(RAW DATA Opens)

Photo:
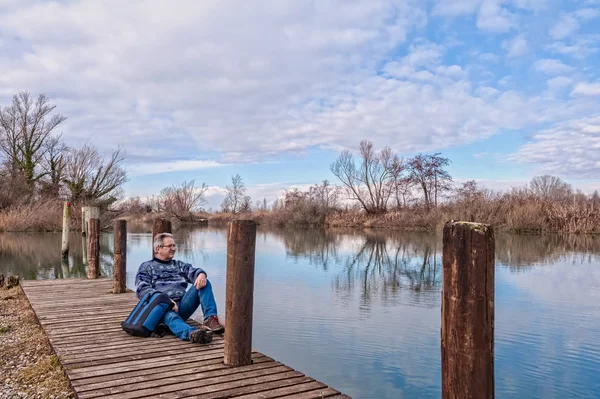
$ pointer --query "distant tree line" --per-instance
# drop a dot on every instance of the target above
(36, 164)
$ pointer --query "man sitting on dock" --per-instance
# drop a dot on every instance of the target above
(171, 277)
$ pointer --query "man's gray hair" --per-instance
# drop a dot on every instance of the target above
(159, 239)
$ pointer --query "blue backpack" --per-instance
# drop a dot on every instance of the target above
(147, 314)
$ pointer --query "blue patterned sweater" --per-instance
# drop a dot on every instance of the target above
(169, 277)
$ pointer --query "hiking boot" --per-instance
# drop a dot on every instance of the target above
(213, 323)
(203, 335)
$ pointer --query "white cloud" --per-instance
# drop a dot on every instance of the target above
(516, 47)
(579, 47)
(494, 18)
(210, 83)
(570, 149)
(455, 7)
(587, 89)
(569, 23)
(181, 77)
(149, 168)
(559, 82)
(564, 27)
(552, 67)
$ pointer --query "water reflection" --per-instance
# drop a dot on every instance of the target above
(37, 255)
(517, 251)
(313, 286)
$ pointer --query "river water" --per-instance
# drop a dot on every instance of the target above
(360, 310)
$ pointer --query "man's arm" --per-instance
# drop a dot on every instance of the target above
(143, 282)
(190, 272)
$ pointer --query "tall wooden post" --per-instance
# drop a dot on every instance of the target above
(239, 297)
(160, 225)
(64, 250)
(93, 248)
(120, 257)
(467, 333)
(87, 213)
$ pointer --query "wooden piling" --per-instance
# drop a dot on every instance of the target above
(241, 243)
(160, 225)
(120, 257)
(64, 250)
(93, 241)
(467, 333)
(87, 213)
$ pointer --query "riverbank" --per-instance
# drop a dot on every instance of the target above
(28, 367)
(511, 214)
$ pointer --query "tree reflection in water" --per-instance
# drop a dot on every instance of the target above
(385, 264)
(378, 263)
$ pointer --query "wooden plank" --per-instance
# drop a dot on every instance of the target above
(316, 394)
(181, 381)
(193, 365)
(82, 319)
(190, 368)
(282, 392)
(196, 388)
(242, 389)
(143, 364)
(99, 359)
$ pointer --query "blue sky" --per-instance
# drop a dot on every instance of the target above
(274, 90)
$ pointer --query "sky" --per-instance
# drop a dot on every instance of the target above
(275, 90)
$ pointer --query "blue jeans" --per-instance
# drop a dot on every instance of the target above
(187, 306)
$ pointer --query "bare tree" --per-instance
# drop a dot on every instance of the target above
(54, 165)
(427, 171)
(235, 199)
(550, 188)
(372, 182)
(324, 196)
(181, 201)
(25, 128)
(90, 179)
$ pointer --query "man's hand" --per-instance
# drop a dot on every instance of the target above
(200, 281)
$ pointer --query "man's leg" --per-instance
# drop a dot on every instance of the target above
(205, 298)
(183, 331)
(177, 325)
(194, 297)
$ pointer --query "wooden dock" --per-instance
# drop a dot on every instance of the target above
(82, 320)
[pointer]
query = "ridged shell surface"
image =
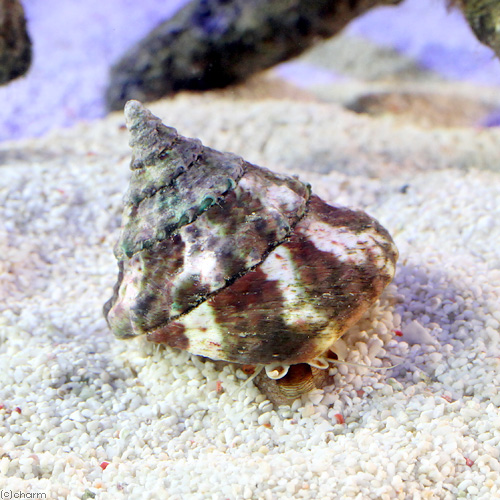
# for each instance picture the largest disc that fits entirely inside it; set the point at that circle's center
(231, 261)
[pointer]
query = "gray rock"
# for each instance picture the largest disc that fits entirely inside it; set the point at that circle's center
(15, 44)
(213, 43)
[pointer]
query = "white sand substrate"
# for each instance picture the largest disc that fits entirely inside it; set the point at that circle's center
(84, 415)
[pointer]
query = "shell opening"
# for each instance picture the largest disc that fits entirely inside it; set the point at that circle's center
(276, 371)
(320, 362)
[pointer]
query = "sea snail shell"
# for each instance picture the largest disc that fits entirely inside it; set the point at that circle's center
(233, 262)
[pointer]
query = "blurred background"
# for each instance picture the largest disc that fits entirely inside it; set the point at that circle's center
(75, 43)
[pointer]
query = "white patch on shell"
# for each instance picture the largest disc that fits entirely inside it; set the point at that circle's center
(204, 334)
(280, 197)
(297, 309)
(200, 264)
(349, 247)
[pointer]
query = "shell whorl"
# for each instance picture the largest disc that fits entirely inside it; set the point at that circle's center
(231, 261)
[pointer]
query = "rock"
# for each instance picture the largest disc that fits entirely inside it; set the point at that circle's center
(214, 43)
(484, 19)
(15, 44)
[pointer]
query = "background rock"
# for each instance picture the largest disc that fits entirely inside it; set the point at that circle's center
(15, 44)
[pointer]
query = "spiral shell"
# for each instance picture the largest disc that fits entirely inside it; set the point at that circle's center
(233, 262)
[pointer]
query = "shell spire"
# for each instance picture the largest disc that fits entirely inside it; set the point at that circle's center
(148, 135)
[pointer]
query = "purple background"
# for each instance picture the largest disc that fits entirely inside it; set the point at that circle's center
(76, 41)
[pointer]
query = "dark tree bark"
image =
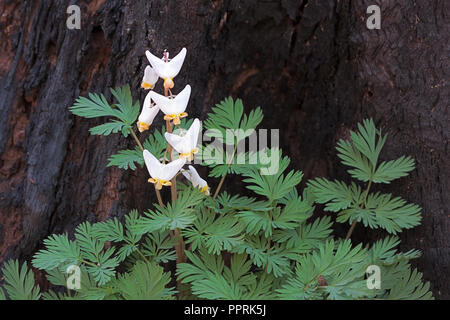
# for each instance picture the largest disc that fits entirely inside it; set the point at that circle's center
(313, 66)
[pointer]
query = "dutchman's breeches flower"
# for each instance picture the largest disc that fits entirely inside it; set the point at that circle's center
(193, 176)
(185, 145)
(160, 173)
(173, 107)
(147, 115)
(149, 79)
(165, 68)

(RAW DATA Closes)
(RAW DATA Opens)

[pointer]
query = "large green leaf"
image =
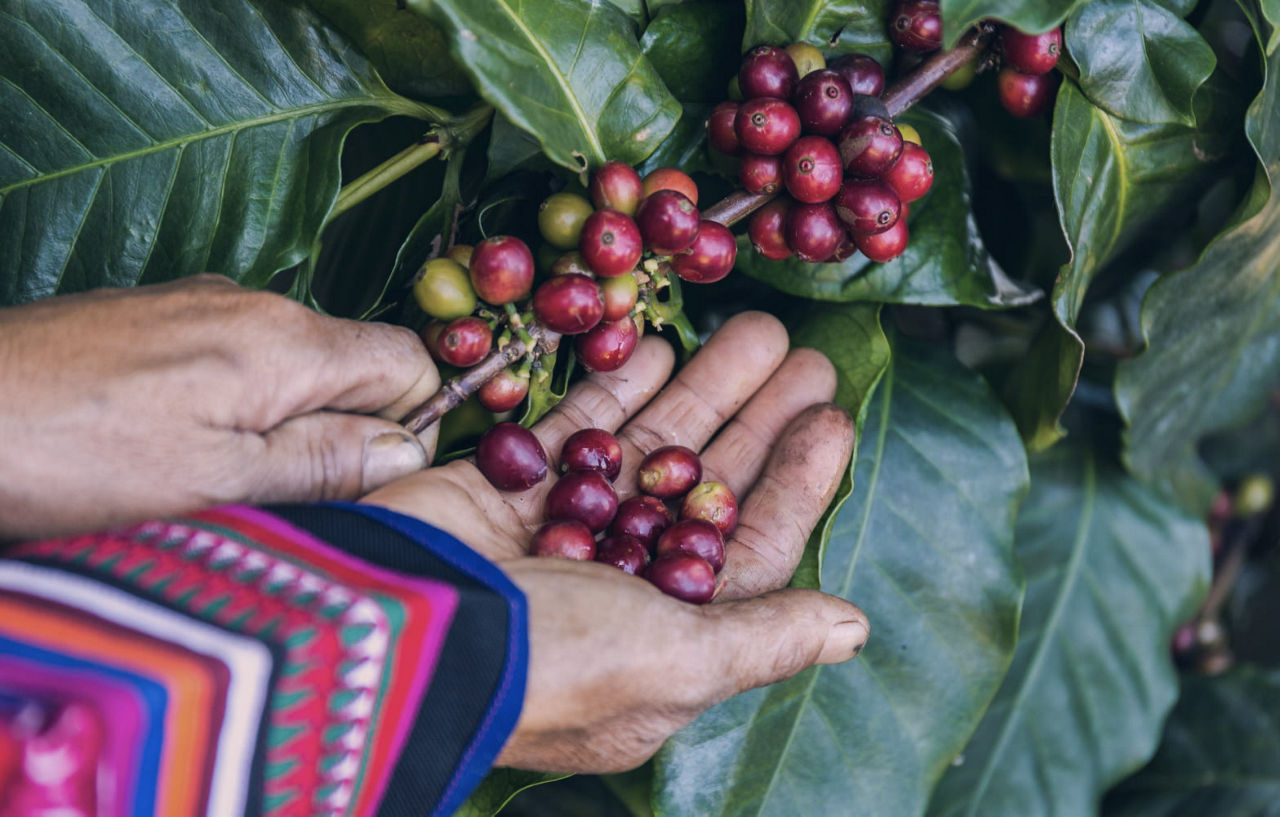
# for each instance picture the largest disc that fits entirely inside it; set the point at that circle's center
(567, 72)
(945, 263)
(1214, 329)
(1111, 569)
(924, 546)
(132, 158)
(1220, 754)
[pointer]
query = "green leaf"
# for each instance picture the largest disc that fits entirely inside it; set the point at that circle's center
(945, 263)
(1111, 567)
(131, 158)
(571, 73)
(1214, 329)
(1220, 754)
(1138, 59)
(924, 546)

(RAW DATA Closes)

§ **TASK REQUIREMENTS**
Across the records above, how many lines hold the string "background"? The number alone will do.

§ **ANSWER SPACE**
3